• Given exercise: Can you format the items below as a Markdown table with the columns Row and Entry, numbering each line and skipping blank lines, starting at the first line and going on through the line that contains "[[[128,0],[68,0],[0,14],[0,27],[62,14],[69,10],[95,8]]]"? Leave the pictures out.

---

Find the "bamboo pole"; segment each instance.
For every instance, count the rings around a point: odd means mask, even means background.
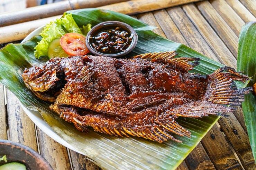
[[[128,0],[68,0],[0,14],[0,27],[62,14],[69,10],[95,8]]]
[[[133,0],[99,7],[128,14],[134,14],[166,8],[198,0]],[[21,40],[35,29],[61,17],[61,15],[0,28],[0,44]]]

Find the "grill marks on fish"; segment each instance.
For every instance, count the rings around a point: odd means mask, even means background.
[[[149,53],[130,59],[55,58],[25,70],[22,76],[28,88],[41,99],[55,101],[50,109],[80,131],[91,127],[117,137],[181,142],[172,134],[189,137],[191,133],[175,121],[178,116],[232,111],[235,108],[225,105],[240,104],[251,89],[237,89],[233,80],[249,78],[229,67],[208,75],[189,73],[199,59],[174,58],[177,54]],[[51,83],[48,90],[55,94],[35,90]]]

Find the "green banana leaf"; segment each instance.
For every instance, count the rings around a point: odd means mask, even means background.
[[[253,77],[248,87],[256,82],[256,22],[250,22],[242,28],[239,36],[237,70]],[[256,96],[250,93],[242,103],[244,117],[254,160],[256,162]]]
[[[132,56],[149,52],[176,50],[179,57],[200,57],[200,64],[192,72],[209,74],[223,66],[185,46],[164,39],[150,30],[152,27],[129,16],[96,9],[70,11],[80,27],[117,20],[129,24],[138,36]],[[17,96],[25,107],[36,107],[49,126],[63,140],[80,153],[106,169],[174,169],[182,162],[219,118],[211,116],[199,119],[179,118],[179,123],[192,133],[191,138],[174,135],[183,141],[158,143],[142,138],[118,138],[92,131],[78,131],[49,110],[49,103],[39,100],[25,86],[21,76],[24,69],[44,62],[36,59],[34,48],[42,38],[35,37],[21,44],[10,44],[0,50],[0,81]],[[237,84],[239,88],[244,86]],[[35,109],[34,108],[33,109]]]

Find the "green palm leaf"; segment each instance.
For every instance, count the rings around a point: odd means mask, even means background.
[[[250,22],[244,26],[239,36],[237,70],[253,77],[248,86],[256,83],[256,22]],[[245,97],[242,103],[245,122],[256,162],[256,97],[250,93]]]
[[[71,13],[81,27],[92,26],[109,20],[126,22],[138,36],[136,48],[130,56],[149,52],[176,50],[179,56],[200,57],[200,64],[192,70],[202,74],[212,72],[223,65],[185,46],[165,39],[150,30],[152,27],[129,16],[109,11],[87,9]],[[0,50],[0,81],[27,107],[36,107],[50,126],[62,139],[80,152],[107,169],[173,169],[176,168],[219,118],[215,116],[200,119],[179,118],[179,123],[192,132],[190,138],[175,136],[182,143],[169,141],[158,143],[141,138],[118,138],[94,132],[78,131],[48,109],[49,104],[37,98],[25,86],[21,75],[24,69],[45,61],[35,59],[34,48],[40,36],[21,44],[10,44]],[[238,88],[244,84],[237,83]]]

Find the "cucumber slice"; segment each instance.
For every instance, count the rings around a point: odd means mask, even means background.
[[[60,44],[60,38],[55,39],[51,43],[48,47],[48,57],[49,58],[54,57],[65,57],[67,54]]]
[[[0,170],[26,170],[26,166],[18,162],[11,162],[0,166]]]

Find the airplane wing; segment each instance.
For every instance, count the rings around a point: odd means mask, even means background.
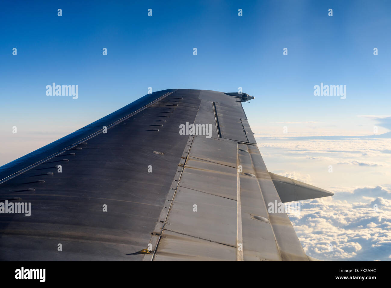
[[[332,193],[268,172],[253,98],[155,92],[0,167],[0,260],[312,259],[273,206]]]

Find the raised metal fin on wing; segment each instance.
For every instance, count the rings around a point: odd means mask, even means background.
[[[283,202],[332,196],[334,194],[303,182],[269,172]]]
[[[226,94],[227,95],[231,95],[231,96],[233,96],[234,97],[237,97],[239,98],[240,98],[240,101],[242,102],[246,102],[249,100],[254,99],[254,97],[253,96],[250,96],[247,93],[239,94],[237,92],[227,92]]]

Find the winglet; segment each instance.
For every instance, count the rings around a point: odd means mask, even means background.
[[[334,194],[287,177],[269,172],[281,201],[283,203],[332,196]]]

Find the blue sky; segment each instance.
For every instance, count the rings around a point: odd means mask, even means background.
[[[330,209],[383,203],[386,216],[377,228],[386,233],[390,137],[363,136],[373,134],[374,126],[378,134],[391,128],[390,12],[387,1],[3,2],[0,166],[127,105],[149,87],[228,92],[242,87],[256,97],[244,106],[269,170],[340,193],[332,205],[316,202],[336,230],[344,229],[344,220],[333,222]],[[52,82],[78,85],[78,98],[47,96],[45,87]],[[346,85],[346,99],[314,96],[314,86],[321,82]],[[12,133],[14,126],[17,134]],[[335,135],[343,137],[325,137]],[[349,217],[362,219],[355,213]],[[360,231],[377,229],[375,218],[364,216],[369,221],[359,224]],[[368,252],[378,244],[374,236],[370,241],[363,236],[362,243],[335,242],[340,253],[323,252],[318,241],[305,238],[311,221],[305,220],[293,222],[314,257],[388,257],[384,251],[391,247],[389,234],[389,246],[377,254]],[[351,234],[345,232],[335,237]],[[331,240],[324,240],[327,247]]]

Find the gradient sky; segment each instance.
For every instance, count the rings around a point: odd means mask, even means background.
[[[242,87],[256,97],[244,106],[269,171],[341,195],[370,189],[368,205],[379,195],[391,199],[385,134],[391,129],[391,2],[2,2],[0,165],[125,106],[150,86],[226,92]],[[78,99],[47,96],[52,82],[78,85]],[[346,99],[314,96],[321,82],[346,85]],[[375,125],[382,140],[362,137],[373,134]],[[324,137],[335,135],[358,138]],[[300,138],[304,136],[309,138]],[[328,173],[329,165],[339,172]],[[341,200],[351,206],[363,200],[357,195]],[[346,208],[341,205],[332,210]],[[387,211],[383,219],[391,222]],[[296,222],[296,231],[303,230],[305,223]],[[382,259],[391,254],[387,237],[386,249],[378,253]],[[368,250],[352,256],[355,244],[334,255],[301,240],[323,259],[377,259]],[[366,243],[359,250],[373,244]]]

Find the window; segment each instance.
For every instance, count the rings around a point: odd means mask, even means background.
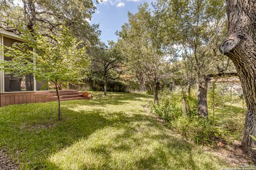
[[[4,45],[11,47],[14,42],[22,42],[4,37]],[[4,60],[11,60],[11,58],[4,57]],[[19,76],[13,74],[4,74],[4,91],[34,91],[34,75],[33,74]]]
[[[48,90],[48,82],[46,80],[39,82],[36,80],[36,90]]]

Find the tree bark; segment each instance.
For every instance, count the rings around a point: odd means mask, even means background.
[[[107,76],[104,75],[104,96],[107,96]]]
[[[189,105],[185,94],[183,94],[182,96],[182,112],[184,116],[187,115],[189,112]]]
[[[60,112],[60,94],[59,94],[59,86],[57,85],[57,83],[55,84],[55,87],[56,88],[56,93],[57,94],[58,96],[59,121],[60,121],[62,119],[62,116],[61,115],[61,113]]]
[[[159,82],[156,82],[154,86],[154,102],[155,103],[158,103],[158,89]]]
[[[256,1],[227,0],[229,36],[220,51],[233,62],[245,96],[247,111],[242,146],[254,161],[256,142]]]
[[[200,79],[197,91],[197,111],[198,115],[208,118],[208,107],[207,105],[207,92],[208,81],[206,78]]]

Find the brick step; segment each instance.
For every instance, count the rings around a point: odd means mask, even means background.
[[[78,90],[59,90],[59,92],[77,92]],[[50,92],[55,93],[55,90],[51,91]]]
[[[63,95],[63,96],[60,96],[60,99],[66,99],[66,98],[76,98],[76,97],[83,97],[82,94],[76,94],[76,95]],[[53,96],[49,98],[49,99],[50,100],[57,100],[58,99],[58,96]]]
[[[68,95],[81,95],[82,92],[79,91],[77,92],[60,92],[59,95],[60,96],[68,96]],[[55,94],[56,96],[57,96],[57,94]]]
[[[65,99],[61,99],[60,101],[66,101],[66,100],[83,100],[83,99],[87,99],[86,97],[74,97],[74,98],[67,98]]]

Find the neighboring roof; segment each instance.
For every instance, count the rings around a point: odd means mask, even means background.
[[[218,79],[213,79],[210,81],[210,83],[240,83],[240,79],[237,76],[219,78]]]
[[[0,30],[0,35],[3,36],[4,37],[6,37],[14,39],[21,41],[23,41],[23,42],[26,41],[23,39],[20,38],[20,37],[18,35],[17,35],[13,33],[7,32],[6,31]]]

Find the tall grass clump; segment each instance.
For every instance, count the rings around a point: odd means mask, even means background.
[[[221,138],[221,132],[206,118],[199,117],[195,95],[187,96],[189,111],[182,114],[182,94],[164,90],[158,104],[151,103],[150,111],[165,120],[172,129],[198,144],[213,144]]]

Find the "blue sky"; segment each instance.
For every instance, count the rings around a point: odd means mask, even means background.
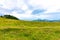
[[[21,20],[60,19],[60,0],[0,0],[0,15]]]

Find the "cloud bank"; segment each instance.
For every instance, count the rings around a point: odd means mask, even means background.
[[[60,0],[0,0],[0,15],[21,20],[60,19]]]

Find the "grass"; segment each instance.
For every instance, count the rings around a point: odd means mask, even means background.
[[[0,18],[0,40],[60,40],[60,22]]]

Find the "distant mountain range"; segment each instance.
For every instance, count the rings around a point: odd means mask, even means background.
[[[60,22],[60,20],[47,20],[47,19],[37,19],[33,21],[38,21],[38,22]]]

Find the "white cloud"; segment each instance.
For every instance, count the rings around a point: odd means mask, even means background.
[[[56,14],[52,15],[52,13],[60,12],[60,0],[0,0],[0,8],[3,8],[0,9],[0,13],[11,14],[20,19],[55,19]],[[44,9],[46,11],[32,15],[32,11],[35,9]]]

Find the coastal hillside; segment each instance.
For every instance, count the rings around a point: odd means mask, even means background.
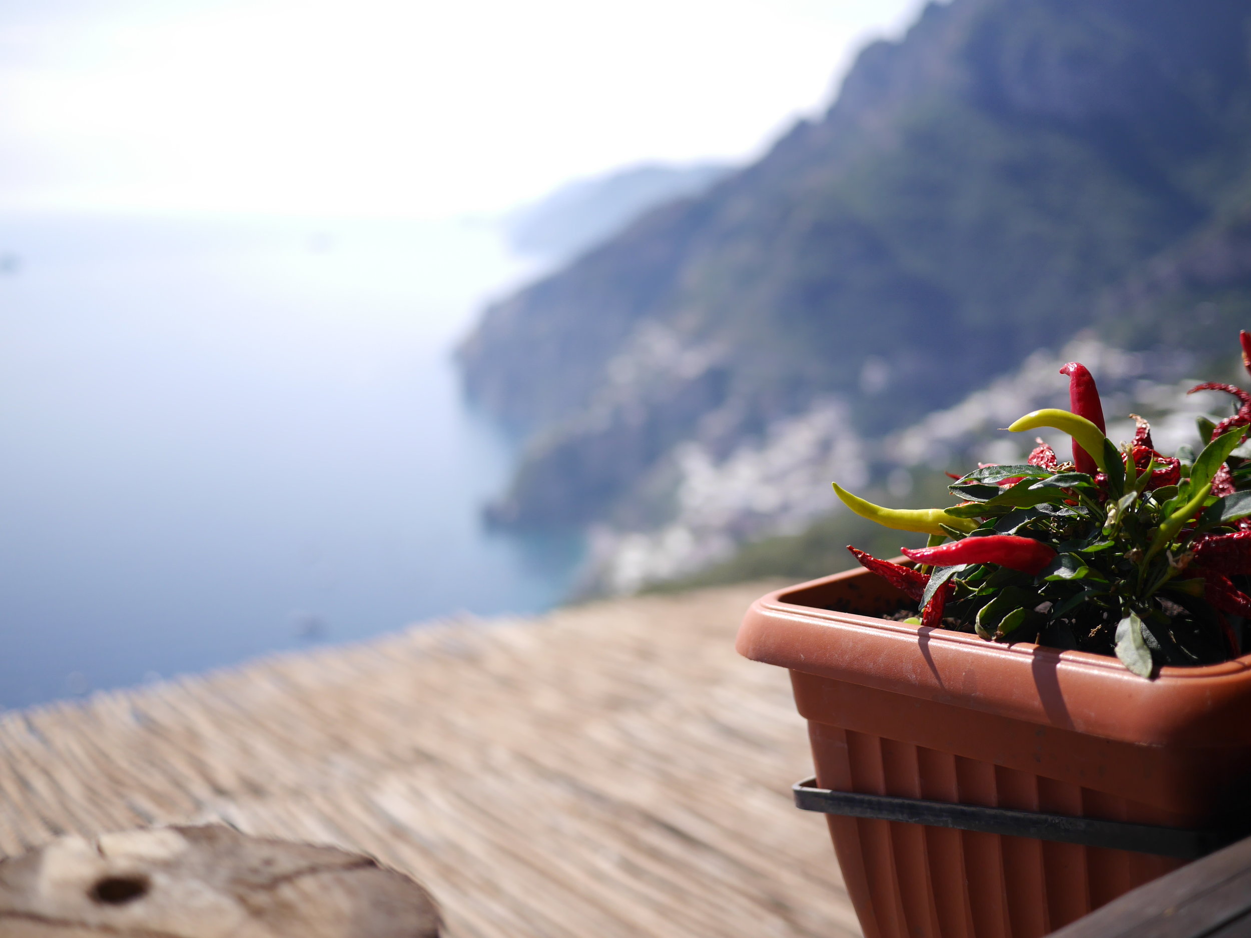
[[[464,384],[528,439],[490,517],[619,554],[753,453],[879,478],[874,441],[1083,329],[1173,378],[1216,355],[1247,311],[1248,26],[1232,0],[931,4],[757,164],[485,311]],[[778,523],[746,502],[677,567]]]

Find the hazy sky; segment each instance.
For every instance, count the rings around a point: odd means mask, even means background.
[[[0,209],[493,213],[746,159],[919,0],[30,0]]]

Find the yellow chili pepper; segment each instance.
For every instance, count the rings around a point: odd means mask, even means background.
[[[1103,431],[1085,416],[1058,408],[1043,408],[1026,414],[1008,429],[1012,433],[1023,433],[1025,430],[1036,430],[1040,426],[1063,430],[1077,441],[1078,446],[1086,450],[1100,472],[1107,472],[1107,463],[1103,460],[1103,440],[1106,439]]]
[[[843,500],[843,504],[861,518],[877,522],[883,528],[913,530],[921,534],[947,534],[942,529],[942,525],[963,532],[965,534],[977,528],[977,524],[972,519],[956,518],[947,514],[947,510],[943,508],[882,508],[881,505],[874,505],[872,502],[857,498],[837,482],[834,483],[834,492],[838,493],[838,498]]]

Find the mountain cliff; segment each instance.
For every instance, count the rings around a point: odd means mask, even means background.
[[[744,446],[838,439],[872,474],[866,441],[1083,328],[1236,328],[1248,26],[1231,0],[926,8],[821,120],[485,311],[467,391],[529,440],[492,517],[658,530]]]

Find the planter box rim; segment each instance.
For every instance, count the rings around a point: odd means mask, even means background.
[[[757,599],[738,633],[739,654],[1106,739],[1188,747],[1251,742],[1251,722],[1238,707],[1251,689],[1251,654],[1220,664],[1162,668],[1148,680],[1108,655],[1027,642],[992,643],[968,633],[796,602],[804,594],[872,583],[862,578],[873,574],[853,569]]]

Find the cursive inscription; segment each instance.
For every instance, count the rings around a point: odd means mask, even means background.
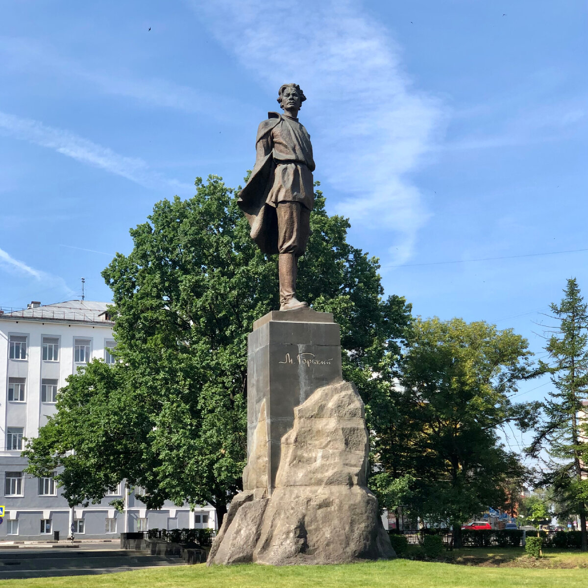
[[[330,366],[333,361],[332,358],[328,359],[317,359],[316,356],[314,353],[298,353],[296,356],[296,363],[298,365],[305,365],[307,368],[310,366]],[[289,353],[286,353],[283,362],[278,362],[278,363],[294,363],[293,358],[290,356]]]

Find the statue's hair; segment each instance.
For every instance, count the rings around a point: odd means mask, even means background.
[[[280,89],[278,91],[278,102],[282,109],[284,108],[284,105],[282,102],[282,95],[284,93],[284,90],[285,90],[286,88],[293,88],[296,92],[298,92],[298,95],[300,96],[300,104],[302,104],[302,102],[306,99],[306,96],[304,95],[304,92],[300,89],[300,86],[299,86],[298,84],[283,83],[280,86]]]

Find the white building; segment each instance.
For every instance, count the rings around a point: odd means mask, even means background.
[[[191,512],[188,506],[164,505],[148,511],[123,485],[99,505],[70,509],[52,477],[34,478],[24,472],[23,437],[36,436],[55,411],[59,389],[68,376],[94,358],[112,363],[113,323],[105,302],[69,300],[41,306],[31,302],[22,310],[0,310],[0,483],[6,514],[0,540],[66,536],[73,525],[78,537],[111,538],[123,532],[151,529],[215,528],[214,509]],[[125,510],[108,503],[119,497]],[[166,503],[167,505],[167,503]]]

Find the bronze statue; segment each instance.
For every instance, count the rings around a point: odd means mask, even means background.
[[[289,310],[308,306],[296,299],[296,278],[310,232],[315,162],[310,136],[297,118],[304,93],[285,83],[278,94],[284,113],[268,112],[259,125],[255,165],[238,204],[262,251],[279,254],[280,310]]]

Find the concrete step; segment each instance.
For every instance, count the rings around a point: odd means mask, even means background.
[[[47,578],[61,576],[90,576],[98,574],[113,574],[119,572],[131,572],[145,567],[157,567],[161,566],[185,566],[183,562],[160,563],[153,565],[125,565],[106,567],[63,567],[51,570],[4,570],[0,569],[0,580],[15,580],[23,578]]]
[[[123,553],[124,552],[122,552]],[[53,554],[52,553],[51,555]],[[78,555],[78,554],[76,554]],[[88,555],[90,553],[88,553]],[[183,564],[184,562],[179,558],[166,557],[163,556],[145,554],[107,555],[99,554],[96,557],[48,557],[47,554],[39,553],[36,557],[25,557],[21,559],[15,557],[10,559],[2,558],[0,560],[0,578],[7,577],[5,574],[11,574],[17,571],[53,571],[64,569],[102,569],[105,568],[121,568],[126,567],[142,567],[151,566],[169,566]],[[60,575],[56,573],[52,575]],[[11,576],[12,577],[12,576]]]
[[[61,550],[62,549],[63,550]],[[149,555],[143,551],[131,549],[79,549],[72,552],[66,547],[59,549],[24,549],[11,550],[0,552],[0,565],[5,560],[38,559],[39,557],[49,557],[51,559],[75,559],[76,557],[134,557]]]

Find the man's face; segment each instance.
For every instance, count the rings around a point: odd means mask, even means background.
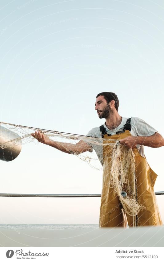
[[[111,111],[110,106],[107,104],[104,96],[100,96],[96,98],[95,110],[99,118],[106,118],[109,116]]]

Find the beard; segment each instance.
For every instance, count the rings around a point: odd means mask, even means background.
[[[107,118],[111,114],[111,110],[110,106],[109,105],[106,106],[106,107],[102,110],[98,110],[98,112],[100,112],[98,114],[99,118]]]

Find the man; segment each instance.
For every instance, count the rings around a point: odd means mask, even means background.
[[[99,118],[105,118],[106,122],[99,127],[93,128],[87,135],[104,138],[106,140],[119,140],[122,145],[132,148],[135,155],[135,175],[137,181],[136,200],[145,207],[135,216],[135,225],[161,225],[162,222],[154,190],[157,175],[147,162],[143,146],[159,147],[164,145],[164,139],[157,130],[142,119],[135,117],[128,118],[121,116],[118,113],[119,105],[118,98],[114,93],[104,92],[98,94],[95,109]],[[92,152],[94,149],[104,166],[100,226],[125,226],[125,214],[122,212],[122,207],[118,197],[110,186],[110,156],[108,152],[108,157],[106,157],[104,144],[100,148],[99,145],[82,140],[76,145],[62,143],[53,141],[39,131],[36,131],[32,135],[41,143],[69,154]],[[127,215],[127,219],[129,226],[134,226],[134,217]]]

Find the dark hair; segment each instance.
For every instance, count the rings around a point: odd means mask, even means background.
[[[118,106],[119,106],[119,101],[117,97],[117,96],[115,93],[112,93],[112,92],[102,92],[97,95],[96,98],[100,96],[103,96],[104,98],[106,100],[108,104],[111,102],[112,100],[114,100],[115,101],[114,106],[117,111],[118,111]]]

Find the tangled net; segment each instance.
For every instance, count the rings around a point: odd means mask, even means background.
[[[13,151],[17,150],[20,152],[22,145],[32,141],[38,143],[39,142],[31,135],[37,130],[43,132],[51,139],[57,142],[59,144],[62,143],[63,146],[65,144],[66,152],[71,151],[72,144],[76,144],[80,140],[85,142],[87,145],[91,145],[94,149],[97,147],[97,148],[99,148],[97,155],[102,165],[104,160],[103,143],[105,143],[105,146],[108,147],[111,152],[112,152],[112,156],[108,163],[109,170],[110,171],[110,186],[114,188],[126,214],[130,215],[136,215],[141,209],[144,208],[136,200],[136,181],[135,177],[135,162],[134,153],[132,149],[121,145],[118,143],[119,140],[1,122],[0,158],[1,152],[5,148],[8,150],[8,148],[10,148]],[[73,153],[94,168],[102,169],[102,167],[101,168],[100,166],[98,159],[95,157],[93,153],[91,155],[91,157],[90,153],[89,154],[88,152],[79,154],[75,151]],[[126,197],[124,197],[121,193],[123,189],[126,189],[128,195]]]

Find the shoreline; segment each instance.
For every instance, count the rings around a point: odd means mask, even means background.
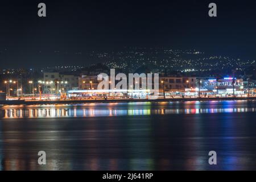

---

• Task output:
| Row | Entry |
|---|---|
| 1 | Find the "bamboo pole"; segment each instance. |
| 2 | For every instance, count the rings around a point: odd means mask, even means background. |
| 3 | [[[128,0],[68,0],[0,14],[0,27],[62,14],[69,10],[95,8]]] |